▶ [Requirement]
Whenever a line in the entries includes the word "pillow", copy that line out.
• • •
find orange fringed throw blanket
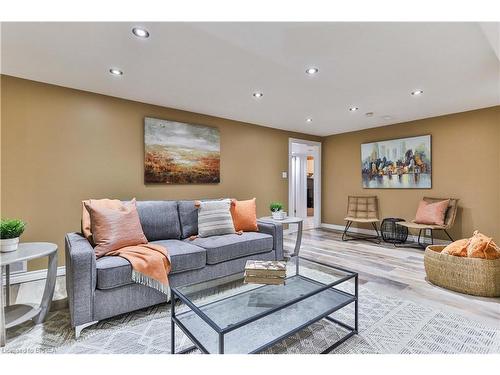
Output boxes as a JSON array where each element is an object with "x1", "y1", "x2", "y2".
[
  {"x1": 107, "y1": 244, "x2": 171, "y2": 293},
  {"x1": 442, "y1": 230, "x2": 500, "y2": 259}
]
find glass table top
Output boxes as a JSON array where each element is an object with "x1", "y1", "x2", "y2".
[{"x1": 172, "y1": 258, "x2": 357, "y2": 353}]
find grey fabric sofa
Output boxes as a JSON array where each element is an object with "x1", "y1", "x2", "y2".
[{"x1": 65, "y1": 200, "x2": 284, "y2": 338}]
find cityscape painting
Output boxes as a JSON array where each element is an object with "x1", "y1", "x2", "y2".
[
  {"x1": 361, "y1": 135, "x2": 431, "y2": 189},
  {"x1": 144, "y1": 117, "x2": 220, "y2": 184}
]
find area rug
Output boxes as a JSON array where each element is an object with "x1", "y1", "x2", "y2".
[{"x1": 2, "y1": 271, "x2": 499, "y2": 354}]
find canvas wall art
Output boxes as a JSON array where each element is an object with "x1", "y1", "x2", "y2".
[
  {"x1": 361, "y1": 135, "x2": 431, "y2": 189},
  {"x1": 144, "y1": 117, "x2": 220, "y2": 184}
]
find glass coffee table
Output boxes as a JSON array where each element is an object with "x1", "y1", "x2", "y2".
[{"x1": 170, "y1": 258, "x2": 358, "y2": 354}]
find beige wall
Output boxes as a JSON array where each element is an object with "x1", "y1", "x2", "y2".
[
  {"x1": 322, "y1": 106, "x2": 500, "y2": 240},
  {"x1": 1, "y1": 75, "x2": 320, "y2": 270}
]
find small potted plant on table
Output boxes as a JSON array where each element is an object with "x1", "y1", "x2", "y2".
[
  {"x1": 270, "y1": 202, "x2": 286, "y2": 220},
  {"x1": 1, "y1": 219, "x2": 26, "y2": 252}
]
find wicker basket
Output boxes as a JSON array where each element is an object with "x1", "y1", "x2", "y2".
[{"x1": 424, "y1": 245, "x2": 500, "y2": 297}]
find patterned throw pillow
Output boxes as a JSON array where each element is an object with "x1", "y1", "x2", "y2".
[{"x1": 196, "y1": 199, "x2": 236, "y2": 237}]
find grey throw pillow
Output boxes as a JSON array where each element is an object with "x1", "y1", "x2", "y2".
[{"x1": 197, "y1": 199, "x2": 236, "y2": 237}]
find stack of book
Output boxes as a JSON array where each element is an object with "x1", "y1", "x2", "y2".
[{"x1": 244, "y1": 260, "x2": 287, "y2": 285}]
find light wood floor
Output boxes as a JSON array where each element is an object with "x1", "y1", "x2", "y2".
[{"x1": 284, "y1": 228, "x2": 500, "y2": 329}]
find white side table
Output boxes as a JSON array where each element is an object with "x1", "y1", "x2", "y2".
[
  {"x1": 259, "y1": 216, "x2": 303, "y2": 273},
  {"x1": 0, "y1": 242, "x2": 58, "y2": 347}
]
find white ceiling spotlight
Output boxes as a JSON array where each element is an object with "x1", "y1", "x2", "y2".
[
  {"x1": 132, "y1": 27, "x2": 150, "y2": 38},
  {"x1": 306, "y1": 118, "x2": 313, "y2": 123},
  {"x1": 109, "y1": 68, "x2": 123, "y2": 76},
  {"x1": 305, "y1": 67, "x2": 319, "y2": 75},
  {"x1": 411, "y1": 89, "x2": 424, "y2": 96},
  {"x1": 252, "y1": 92, "x2": 263, "y2": 98},
  {"x1": 348, "y1": 106, "x2": 359, "y2": 112}
]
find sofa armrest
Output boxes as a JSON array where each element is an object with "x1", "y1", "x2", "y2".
[
  {"x1": 65, "y1": 232, "x2": 97, "y2": 327},
  {"x1": 257, "y1": 220, "x2": 284, "y2": 260}
]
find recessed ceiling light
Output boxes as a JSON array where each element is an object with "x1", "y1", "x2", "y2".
[
  {"x1": 132, "y1": 27, "x2": 150, "y2": 38},
  {"x1": 349, "y1": 107, "x2": 359, "y2": 112},
  {"x1": 109, "y1": 68, "x2": 123, "y2": 76},
  {"x1": 253, "y1": 92, "x2": 263, "y2": 98},
  {"x1": 365, "y1": 112, "x2": 374, "y2": 117},
  {"x1": 411, "y1": 89, "x2": 424, "y2": 96},
  {"x1": 383, "y1": 115, "x2": 393, "y2": 121},
  {"x1": 306, "y1": 118, "x2": 313, "y2": 123},
  {"x1": 306, "y1": 67, "x2": 319, "y2": 75}
]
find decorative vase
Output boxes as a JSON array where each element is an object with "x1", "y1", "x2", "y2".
[
  {"x1": 272, "y1": 210, "x2": 286, "y2": 220},
  {"x1": 1, "y1": 237, "x2": 20, "y2": 252}
]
• • •
▶ [Response]
find patterned throw pillow
find grey throw pillow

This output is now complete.